▶ [Work request]:
Restate the entries below word for word, omitting nothing.

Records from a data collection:
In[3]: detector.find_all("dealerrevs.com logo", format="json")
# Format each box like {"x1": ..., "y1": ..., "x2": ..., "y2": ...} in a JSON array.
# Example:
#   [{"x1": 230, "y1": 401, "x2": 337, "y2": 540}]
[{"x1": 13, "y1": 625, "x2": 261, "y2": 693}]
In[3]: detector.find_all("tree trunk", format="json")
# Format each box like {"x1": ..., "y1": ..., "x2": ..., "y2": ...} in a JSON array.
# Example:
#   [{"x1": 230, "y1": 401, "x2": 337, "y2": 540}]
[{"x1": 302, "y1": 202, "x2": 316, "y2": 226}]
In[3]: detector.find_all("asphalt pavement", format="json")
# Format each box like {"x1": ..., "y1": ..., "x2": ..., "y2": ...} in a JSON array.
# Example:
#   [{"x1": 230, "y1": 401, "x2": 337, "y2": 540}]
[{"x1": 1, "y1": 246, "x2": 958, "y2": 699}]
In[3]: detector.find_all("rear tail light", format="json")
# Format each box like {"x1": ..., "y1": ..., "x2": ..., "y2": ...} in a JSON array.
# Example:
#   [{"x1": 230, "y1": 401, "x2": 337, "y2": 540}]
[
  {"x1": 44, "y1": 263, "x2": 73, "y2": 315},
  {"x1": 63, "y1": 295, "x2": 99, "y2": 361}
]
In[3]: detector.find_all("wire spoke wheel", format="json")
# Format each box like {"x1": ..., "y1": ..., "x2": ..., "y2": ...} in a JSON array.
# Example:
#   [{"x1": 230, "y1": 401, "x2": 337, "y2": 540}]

▶ [Written answer]:
In[3]: detector.find_all("dealerrevs.com logo", format="json")
# Format each box like {"x1": ..., "y1": ..., "x2": ..., "y2": ...} in a JSON array.
# Example:
#   [{"x1": 230, "y1": 401, "x2": 337, "y2": 540}]
[{"x1": 13, "y1": 625, "x2": 261, "y2": 693}]
In[3]: detector.find_all("tree trunk", format="json")
# Format each box like {"x1": ..., "y1": ..., "x2": ..., "y2": ...} in a JSON array.
# Example:
#   [{"x1": 230, "y1": 401, "x2": 337, "y2": 540}]
[{"x1": 302, "y1": 202, "x2": 316, "y2": 226}]
In[3]: detector.find_all("asphalt pavement", format="json")
# Format each box like {"x1": ..., "y1": ..., "x2": ..., "y2": ...} in a JSON array.
# Example:
#   [{"x1": 230, "y1": 401, "x2": 337, "y2": 540}]
[{"x1": 1, "y1": 246, "x2": 958, "y2": 699}]
In[3]: detector.find_all("rear tail light", format="json")
# Format each box like {"x1": ..., "y1": ..., "x2": ..., "y2": ...} in a JSON array.
# Example:
#   [{"x1": 230, "y1": 401, "x2": 337, "y2": 540}]
[
  {"x1": 44, "y1": 263, "x2": 73, "y2": 315},
  {"x1": 63, "y1": 295, "x2": 99, "y2": 361}
]
In[3]: detector.find_all("wire spoke wheel", format="json")
# Format each box like {"x1": ..., "y1": ..., "x2": ..., "y2": ...} in a JSON array.
# Example:
#   [{"x1": 230, "y1": 401, "x2": 337, "y2": 540}]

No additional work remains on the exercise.